Records for this exercise
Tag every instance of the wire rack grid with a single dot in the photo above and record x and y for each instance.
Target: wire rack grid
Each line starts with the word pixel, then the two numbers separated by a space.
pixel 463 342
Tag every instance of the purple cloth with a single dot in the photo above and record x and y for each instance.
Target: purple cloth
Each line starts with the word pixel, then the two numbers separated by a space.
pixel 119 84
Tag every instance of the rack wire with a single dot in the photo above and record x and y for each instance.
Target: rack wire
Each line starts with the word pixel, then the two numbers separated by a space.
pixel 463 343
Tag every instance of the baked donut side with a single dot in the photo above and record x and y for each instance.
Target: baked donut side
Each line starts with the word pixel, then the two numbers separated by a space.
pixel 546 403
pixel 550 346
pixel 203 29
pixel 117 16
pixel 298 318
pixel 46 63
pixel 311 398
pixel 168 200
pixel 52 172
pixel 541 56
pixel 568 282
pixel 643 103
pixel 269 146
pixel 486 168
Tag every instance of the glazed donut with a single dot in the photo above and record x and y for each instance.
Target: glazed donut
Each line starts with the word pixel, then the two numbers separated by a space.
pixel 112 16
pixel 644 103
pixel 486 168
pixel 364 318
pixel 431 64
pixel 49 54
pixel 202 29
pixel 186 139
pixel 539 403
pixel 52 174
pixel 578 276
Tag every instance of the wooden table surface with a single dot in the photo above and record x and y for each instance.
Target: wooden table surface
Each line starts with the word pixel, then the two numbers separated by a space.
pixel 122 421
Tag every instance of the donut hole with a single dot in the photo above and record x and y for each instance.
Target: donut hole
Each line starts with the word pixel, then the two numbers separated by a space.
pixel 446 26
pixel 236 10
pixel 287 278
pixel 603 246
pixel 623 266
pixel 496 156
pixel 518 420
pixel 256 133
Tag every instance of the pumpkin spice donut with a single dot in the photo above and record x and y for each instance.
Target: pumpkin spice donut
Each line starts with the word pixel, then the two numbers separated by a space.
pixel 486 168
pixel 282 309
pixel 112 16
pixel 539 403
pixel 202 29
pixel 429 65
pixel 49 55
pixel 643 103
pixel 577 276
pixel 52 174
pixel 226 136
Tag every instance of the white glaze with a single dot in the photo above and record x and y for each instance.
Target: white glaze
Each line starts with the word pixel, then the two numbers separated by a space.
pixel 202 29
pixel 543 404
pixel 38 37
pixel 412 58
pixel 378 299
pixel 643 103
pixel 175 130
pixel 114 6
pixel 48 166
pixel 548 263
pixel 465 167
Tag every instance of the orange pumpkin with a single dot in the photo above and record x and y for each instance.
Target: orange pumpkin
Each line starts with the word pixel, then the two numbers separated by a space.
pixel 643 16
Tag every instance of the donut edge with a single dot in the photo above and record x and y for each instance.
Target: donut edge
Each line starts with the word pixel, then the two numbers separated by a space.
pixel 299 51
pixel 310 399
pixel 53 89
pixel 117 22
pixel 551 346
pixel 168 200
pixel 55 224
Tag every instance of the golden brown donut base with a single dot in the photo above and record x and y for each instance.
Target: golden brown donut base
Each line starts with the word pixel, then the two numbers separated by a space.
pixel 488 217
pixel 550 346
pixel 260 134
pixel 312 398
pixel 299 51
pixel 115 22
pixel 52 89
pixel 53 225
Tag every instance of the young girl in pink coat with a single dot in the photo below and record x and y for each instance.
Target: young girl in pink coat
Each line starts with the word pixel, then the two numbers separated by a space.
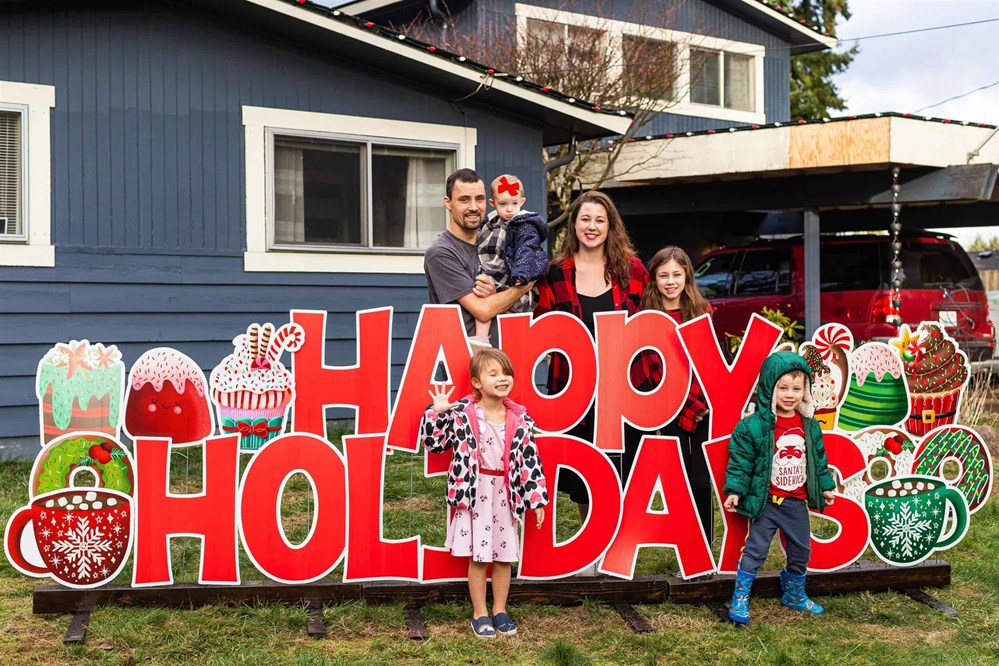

Aim of the exercise
Recast all of the data above as a numbered list with one entry per line, skipping blank lines. Leave out any pictures.

Finished answer
1. Tag every instance of the wire rack grid with a single dot in the photo above and record x and y for each instance.
2. Target: wire rack grid
3. Each line starts with the word pixel, then the two numbers separated by a space.
4. pixel 463 342
5. Tag every instance of the purple cloth with a single dot in the photo above and record x and y for each instance.
6. Target: purple cloth
7. Each line starts with the word pixel, then the two numbers separated by a space.
8. pixel 119 84
9. Tag every instance of the rack wire with a single dot in the photo above and record x and y for each instance.
10. Target: rack wire
11. Each line starts with the word pixel, then the two numbers separated by a space.
12. pixel 463 343
13. Tag every instance of the baked donut side with a single dot in the photo above and record x and y for each instance.
14. Target: baked donut side
15. Each line starts with the word pixel, then the two numbers separated by a space.
16. pixel 546 403
17. pixel 550 346
18. pixel 203 29
19. pixel 117 16
20. pixel 298 318
21. pixel 46 63
22. pixel 311 398
23. pixel 168 200
24. pixel 52 172
25. pixel 541 56
26. pixel 568 282
27. pixel 643 103
28. pixel 269 146
29. pixel 486 168
30. Tag every instance of the glazed donut with a single dot in the photo above and record x and y for each instance.
31. Target: glazed donut
32. Each line starts with the word pixel, then the two numbers separated by a space.
33. pixel 112 16
34. pixel 644 103
35. pixel 486 168
36. pixel 364 318
37. pixel 431 64
38. pixel 49 54
39. pixel 202 29
40. pixel 186 139
41. pixel 539 403
42. pixel 52 174
43. pixel 578 276
44. Tag every instance of the wooden table surface with a single dot in the photo above and record x and y for each instance.
45. Target: wooden table surface
46. Each line starts with the word pixel, then the two numbers separated by a space.
47. pixel 122 421
48. Tag every instance of the donut hole with a single dot in the photo above and record x and y for each instance.
49. Target: donut hole
50. Each line starts with the word pixel, then the two numbers separated by a space.
51. pixel 446 26
52. pixel 236 10
53. pixel 287 278
54. pixel 603 246
55. pixel 623 266
56. pixel 496 156
57. pixel 518 420
58. pixel 256 133
59. Tag every instance of the pumpkin spice donut with a single dot in the photo above and record x and y for each instance.
60. Target: pumpkin spice donut
61. Each line starts with the word pixel, then the two numbers separated by a space.
62. pixel 486 168
63. pixel 282 309
64. pixel 112 16
65. pixel 539 403
66. pixel 202 29
67. pixel 429 65
68. pixel 49 55
69. pixel 643 103
70. pixel 577 276
71. pixel 52 174
72. pixel 226 136
73. Tag every instance of the white glaze with a single dot in the photo above and record x and y for each instance.
74. Target: white glaze
75. Each line starts with the word pixel, then the two numbers separated by a space.
76. pixel 202 29
77. pixel 543 404
78. pixel 38 37
79. pixel 412 58
80. pixel 378 299
81. pixel 643 103
82. pixel 175 130
83. pixel 114 6
84. pixel 48 166
85. pixel 548 263
86. pixel 465 167
87. Tag every instance of the orange pumpkin with a single dot in the photo above and record x and y for each instance.
88. Target: orange pumpkin
89. Each line starts with the word pixel, then the two numbers separated by a space.
90. pixel 643 16
91. Tag every instance of the donut edge with a single dot in the photo above and record x and y for each instance.
92. Target: donut edge
93. Each line starts with the word pixel, then the two numbers separated by a space.
94. pixel 299 51
95. pixel 310 399
96. pixel 53 89
97. pixel 117 22
98. pixel 551 346
99. pixel 168 200
100. pixel 55 224
101. Tag every instance of the golden brown donut base with a single dot in the photo above and record x and y for each instance.
102. Target: golden brown donut base
103. Each line starts with the word pixel, then the two numbers separated by a space.
104. pixel 488 217
105. pixel 550 346
106. pixel 260 134
107. pixel 312 398
108. pixel 299 51
109. pixel 115 22
110. pixel 52 89
111. pixel 53 225
112. Tag every instance of the young girl in pink coat with a single dot in the photo below and record x and y for each instance.
113. Target: young girl in pink coat
114. Each line starts with the word pixel, then the two numbers separated by a space.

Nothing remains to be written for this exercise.